PASSAGE GIVEN –
++++++

Latest revision as of 16:53, 11 December 2019

  • Title: Graph compression
  • Description: The Software Heritage data model is a big Merkle DAG made of nodes like revisions, releases, directories, etc. It is a very big graph, with 12 billion nodes and 165 billion edges, which makes it hard to fit in memory using naive approaches. Graph compression techniques have been successfully used to compress the Web graph (which is slightly larger than the Software Heritage one) and make it fit in memory. The goal of this GSoC project is review existing graph compression techniques and apply the most appropriate one to the Software Heritage case, enabling in-memory processing of its Merkle DAG.
  • What was done:
    • Git repo: swh-graph (list of my commits)
    • Research on graph compression: evaluate/experiment feasibility and compression rate of multiple techniques
    • Docker environment and scripts to automate the entire compression pipeline
    • REST API to query the graph
      • Java server side: load the compressed graph, run API endpoints traversal algorithms, unit tests, javadoc
      • Python client side: integration with SWH infrastructure, integration tests
    • Automated benchmarking tools with statistical analysis
    • General documentation on docker environment, compression steps, graph query use-cases, etc.
  • Highlights:
    • Compression rates: 4.48 bits/edge (transposed graph) and 4.91 bits/edge (direct graph)
    • Memory requirements for loading both graphs: 200GB of RAM
    • Total compression time: 1 week
    • Node successors lookup times: below 2μs

++++++

DATA ROWS –
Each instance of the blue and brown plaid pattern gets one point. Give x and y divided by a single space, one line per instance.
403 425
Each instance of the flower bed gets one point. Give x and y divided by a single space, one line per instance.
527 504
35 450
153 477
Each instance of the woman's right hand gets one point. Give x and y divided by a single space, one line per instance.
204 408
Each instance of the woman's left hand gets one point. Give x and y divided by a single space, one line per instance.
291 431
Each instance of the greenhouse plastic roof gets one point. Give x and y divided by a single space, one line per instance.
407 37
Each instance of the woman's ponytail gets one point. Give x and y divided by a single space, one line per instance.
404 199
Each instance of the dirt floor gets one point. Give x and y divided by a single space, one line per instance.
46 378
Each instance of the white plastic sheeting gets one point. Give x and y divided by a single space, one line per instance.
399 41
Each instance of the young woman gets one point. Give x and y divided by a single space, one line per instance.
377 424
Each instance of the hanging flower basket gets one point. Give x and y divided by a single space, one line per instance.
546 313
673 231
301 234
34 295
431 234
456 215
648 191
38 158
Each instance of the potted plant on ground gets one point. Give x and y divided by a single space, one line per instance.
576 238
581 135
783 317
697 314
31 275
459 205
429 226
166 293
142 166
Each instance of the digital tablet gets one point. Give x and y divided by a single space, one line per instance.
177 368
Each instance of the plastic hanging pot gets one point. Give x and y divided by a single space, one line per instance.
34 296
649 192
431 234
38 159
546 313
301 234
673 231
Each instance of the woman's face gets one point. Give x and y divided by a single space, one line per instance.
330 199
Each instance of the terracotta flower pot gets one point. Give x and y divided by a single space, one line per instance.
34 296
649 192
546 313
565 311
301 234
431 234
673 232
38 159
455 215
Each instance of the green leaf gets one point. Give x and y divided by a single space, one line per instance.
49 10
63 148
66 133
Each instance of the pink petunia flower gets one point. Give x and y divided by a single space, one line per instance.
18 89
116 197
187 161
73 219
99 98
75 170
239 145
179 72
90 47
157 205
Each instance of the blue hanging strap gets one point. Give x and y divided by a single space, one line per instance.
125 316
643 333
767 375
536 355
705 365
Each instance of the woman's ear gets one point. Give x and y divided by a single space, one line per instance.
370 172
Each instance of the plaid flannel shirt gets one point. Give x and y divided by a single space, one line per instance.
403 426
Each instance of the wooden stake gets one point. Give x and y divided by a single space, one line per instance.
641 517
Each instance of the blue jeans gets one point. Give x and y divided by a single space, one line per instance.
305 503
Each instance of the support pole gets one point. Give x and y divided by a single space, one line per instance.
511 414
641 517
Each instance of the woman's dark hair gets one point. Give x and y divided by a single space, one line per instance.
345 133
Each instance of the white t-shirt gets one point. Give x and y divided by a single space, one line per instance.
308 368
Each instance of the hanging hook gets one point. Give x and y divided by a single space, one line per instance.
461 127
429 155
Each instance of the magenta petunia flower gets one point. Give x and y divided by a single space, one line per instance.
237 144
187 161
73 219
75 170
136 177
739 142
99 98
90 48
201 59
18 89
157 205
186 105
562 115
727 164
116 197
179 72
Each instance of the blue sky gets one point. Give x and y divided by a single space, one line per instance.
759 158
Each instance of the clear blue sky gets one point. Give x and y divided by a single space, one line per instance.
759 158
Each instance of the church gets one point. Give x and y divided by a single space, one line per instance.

++++++

DESCRIPTION OF THE TASK – According to the graph compression project summary above, how much RAM is needed to load both graphs?

COMPLETE RESPONSE – 200GB of RAM.